*EXERCISE BRIEF*
Sum up the text on COVID-19 vaccine strategies in two sentences.

[[ READING TEXT, beginning ]]

Researchers are developing new vaccine strategies for COVID-19, including an inhalable COVID-19 vaccine.
Their new project produced two vaccine strategies. Both are scalable and adaptable and can be transported and stored at room temperature.
One strategy uses modified bacteriophage particles that can be inhaled to deliver protection via the lungs to the immune system. The other delivers injectable adeno-associated virus-phage particles that directly encode protection against the virus in immune cells.
Both approaches triggered strong production of antibodies in rodents.
The study appears in the Proceedings of the National Academy of Sciences.
José Onuchic, a physicist at the Center for Theoretical Biological Physics (CTBP) at Rice University and a co-principal investigator on the project, and his team worked on the first strategy. CTBP scientists simulated several epitopes, the part of antigen molecules that bind to specific biological targets. These can be placed on the surface of bacteriophage (aka phage) particles, viruses that infect bacteria but are safe for humans and have been used to treat bacterial infections for nearly a century.
The phage particles are engineered with an epitope from the SARS-CoV-2 spike protein, along with a small ligand peptide that helps the phage cross from the lungs into the recipient’s bloodstream. Once there, they essentially teach the immune system to guard against COVID-19.

[[ READING TEXT, end ]]
[[ EXTRACTED INFORMATION, beginning ]]

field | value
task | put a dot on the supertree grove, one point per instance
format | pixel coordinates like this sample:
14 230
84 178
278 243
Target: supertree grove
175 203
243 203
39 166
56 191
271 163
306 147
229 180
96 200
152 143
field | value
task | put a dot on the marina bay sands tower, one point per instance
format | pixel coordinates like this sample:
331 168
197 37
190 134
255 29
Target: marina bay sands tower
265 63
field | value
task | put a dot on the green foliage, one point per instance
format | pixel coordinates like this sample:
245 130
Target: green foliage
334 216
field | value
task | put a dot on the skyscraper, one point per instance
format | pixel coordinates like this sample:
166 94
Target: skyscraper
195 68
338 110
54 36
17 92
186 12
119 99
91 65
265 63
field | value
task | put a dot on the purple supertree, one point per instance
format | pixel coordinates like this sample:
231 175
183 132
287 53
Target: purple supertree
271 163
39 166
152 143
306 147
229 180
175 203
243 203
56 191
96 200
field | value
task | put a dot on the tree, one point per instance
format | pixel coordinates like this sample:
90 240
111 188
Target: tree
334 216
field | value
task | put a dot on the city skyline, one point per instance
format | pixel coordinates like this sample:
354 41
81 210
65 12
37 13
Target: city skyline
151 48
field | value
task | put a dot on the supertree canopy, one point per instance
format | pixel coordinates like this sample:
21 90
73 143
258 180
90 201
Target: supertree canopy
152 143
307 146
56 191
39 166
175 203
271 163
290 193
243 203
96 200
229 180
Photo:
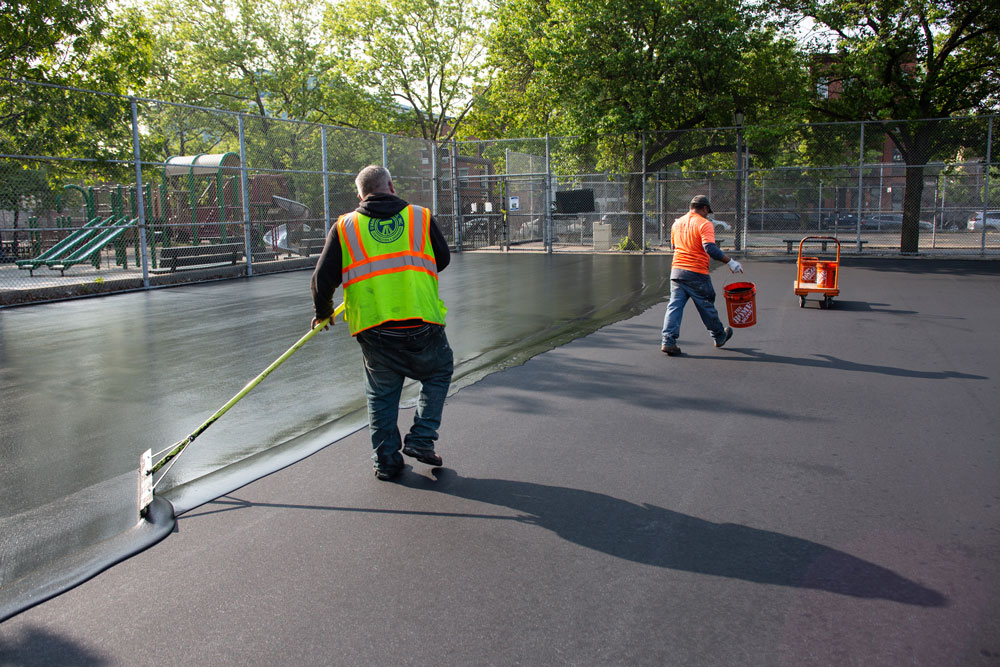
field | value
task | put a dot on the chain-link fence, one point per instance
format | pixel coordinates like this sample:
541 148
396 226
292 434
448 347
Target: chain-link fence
222 193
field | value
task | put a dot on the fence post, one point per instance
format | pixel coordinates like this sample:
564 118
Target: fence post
435 178
140 202
244 186
986 184
326 183
643 207
737 226
547 236
745 165
861 175
455 199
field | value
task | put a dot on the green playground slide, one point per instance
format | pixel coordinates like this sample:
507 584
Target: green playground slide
89 251
66 246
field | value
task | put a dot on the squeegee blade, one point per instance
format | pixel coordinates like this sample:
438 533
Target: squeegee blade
145 480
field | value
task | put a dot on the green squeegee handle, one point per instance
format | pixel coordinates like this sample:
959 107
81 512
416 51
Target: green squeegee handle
179 447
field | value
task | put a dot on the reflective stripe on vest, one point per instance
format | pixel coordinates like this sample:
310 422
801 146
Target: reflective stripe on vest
361 266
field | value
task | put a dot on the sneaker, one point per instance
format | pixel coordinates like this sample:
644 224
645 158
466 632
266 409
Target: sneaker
424 455
729 334
386 473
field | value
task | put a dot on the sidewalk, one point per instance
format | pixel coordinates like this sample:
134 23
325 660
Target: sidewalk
820 491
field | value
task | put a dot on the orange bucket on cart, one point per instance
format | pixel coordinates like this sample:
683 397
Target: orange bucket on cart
807 269
826 274
741 303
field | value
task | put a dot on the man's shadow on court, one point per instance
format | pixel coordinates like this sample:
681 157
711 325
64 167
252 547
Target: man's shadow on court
655 536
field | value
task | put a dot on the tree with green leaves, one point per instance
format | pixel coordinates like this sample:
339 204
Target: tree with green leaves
88 44
424 57
636 73
905 61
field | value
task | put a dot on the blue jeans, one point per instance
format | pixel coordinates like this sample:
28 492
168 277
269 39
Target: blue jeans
698 288
391 357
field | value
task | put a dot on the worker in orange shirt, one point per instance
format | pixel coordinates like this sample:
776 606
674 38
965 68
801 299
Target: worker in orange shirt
693 239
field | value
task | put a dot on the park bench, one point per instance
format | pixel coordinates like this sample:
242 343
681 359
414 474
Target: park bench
309 247
789 242
199 256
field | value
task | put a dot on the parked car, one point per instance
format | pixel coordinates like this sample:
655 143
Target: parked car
720 225
889 221
992 221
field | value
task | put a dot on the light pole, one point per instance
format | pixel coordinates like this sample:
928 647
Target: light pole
738 238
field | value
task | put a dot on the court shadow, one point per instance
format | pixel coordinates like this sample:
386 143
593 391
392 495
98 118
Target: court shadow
829 362
865 307
659 537
38 646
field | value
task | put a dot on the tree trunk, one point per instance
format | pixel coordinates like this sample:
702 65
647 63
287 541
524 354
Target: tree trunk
909 239
916 159
634 203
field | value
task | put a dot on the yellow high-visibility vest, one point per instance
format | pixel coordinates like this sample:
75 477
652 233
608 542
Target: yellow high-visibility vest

[[ EXTRACTED INFORMATION, end ]]

*WORKED SOLUTION*
Researchers developed two scalable, adaptable COVID-19 vaccine strategies that can be transported and stored at room temperature. One uses inhalable modified bacteriophage particles that carry a SARS-CoV-2 spike protein epitope and reach the immune system via the lungs, the other uses injectable adeno-associated virus-phage particles that encode protection directly in immune cells, and both triggered strong antibody production in rodents.